Should i wear a long sleeves shirt button up and long pants? I am very clean cut in appearnce. Maybe I am overthinking this ?

Guys keep the advice coming. Your experiance in this trade is a huge help to me and definatley gives me a leg up.

:thumbup:

Heres some things that i like to do to help out my boss/foreman work quicker and more efficently. Tell me if you think their worth while.

1. I take care of the trucks to the best of my ability. I wash them, Clean the insides, Vacuum them, wipe down the cab, remove any trash, Check oil, tire pressure, fluid levels etc. and perform little maitence if needed, lastly i make sure the truck is clean at the end of every day.

2. Make sure the truck is organized fittings and supplies always in their proper place. Keep a stock list of what we use and what we need so we never run out of stock.

3. Clean the tools so they function properly
4. Keep track of Stock used at jobs and write a description of what we did how long it took, ETC...

5. Organize our works space, I always lay down drop clothes if were doing service work in a customers house, or put on booties so we dont track mud and dirt around. I also always make a table for New construction jobs so we have a real place to work on. 

6. CLEAN im a clean freak I clean everything we touch because I know you can ruin a great job by leaving a mess behind when your done.

IF you guys have anything you can add that you would like your helpers to do for you that would be greatly appreciated. 

Thanks


----------



## Greenguy (Jan 22, 2011)

I always ask them 1 question: Do you consider your self to be mechanically inclined, can you figure out how it works.

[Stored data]
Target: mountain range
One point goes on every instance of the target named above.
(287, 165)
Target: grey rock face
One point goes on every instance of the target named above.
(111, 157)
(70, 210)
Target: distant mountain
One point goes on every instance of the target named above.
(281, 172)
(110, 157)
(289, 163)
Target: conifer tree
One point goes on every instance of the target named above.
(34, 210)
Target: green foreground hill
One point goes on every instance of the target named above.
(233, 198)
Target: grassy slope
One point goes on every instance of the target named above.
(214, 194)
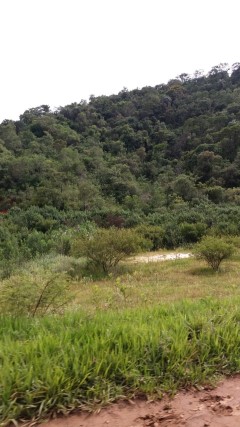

- **Tasks for this exercise**
A. Reproduce the portion of the forum thread that opens with the words containing "Should i wear" and closes with "out of stock.".
B. According to the forum thread, what single question does Greenguy always ask?
The entries are separate material and are not part of the forum thread.

- **Responses by task**
A.
Should i wear a long sleeves shirt button up and long pants? I am very clean cut in appearnce. Maybe I am overthinking this ?

Guys keep the advice coming. Your experiance in this trade is a huge help to me and definatley gives me a leg up.

:thumbup:

Heres some things that i like to do to help out my boss/foreman work quicker and more efficently. Tell me if you think their worth while.

1. I take care of the trucks to the best of my ability. I wash them, Clean the insides, Vacuum them, wipe down the cab, remove any trash, Check oil, tire pressure, fluid levels etc. and perform little maitence if needed, lastly i make sure the truck is clean at the end of every day.

2. Make sure the truck is organized fittings and supplies always in their proper place. Keep a stock list of what we use and what we need so we never run out of stock.

B. Greenguy asks whether they consider themselves mechanically inclined and whether they can figure out how it works.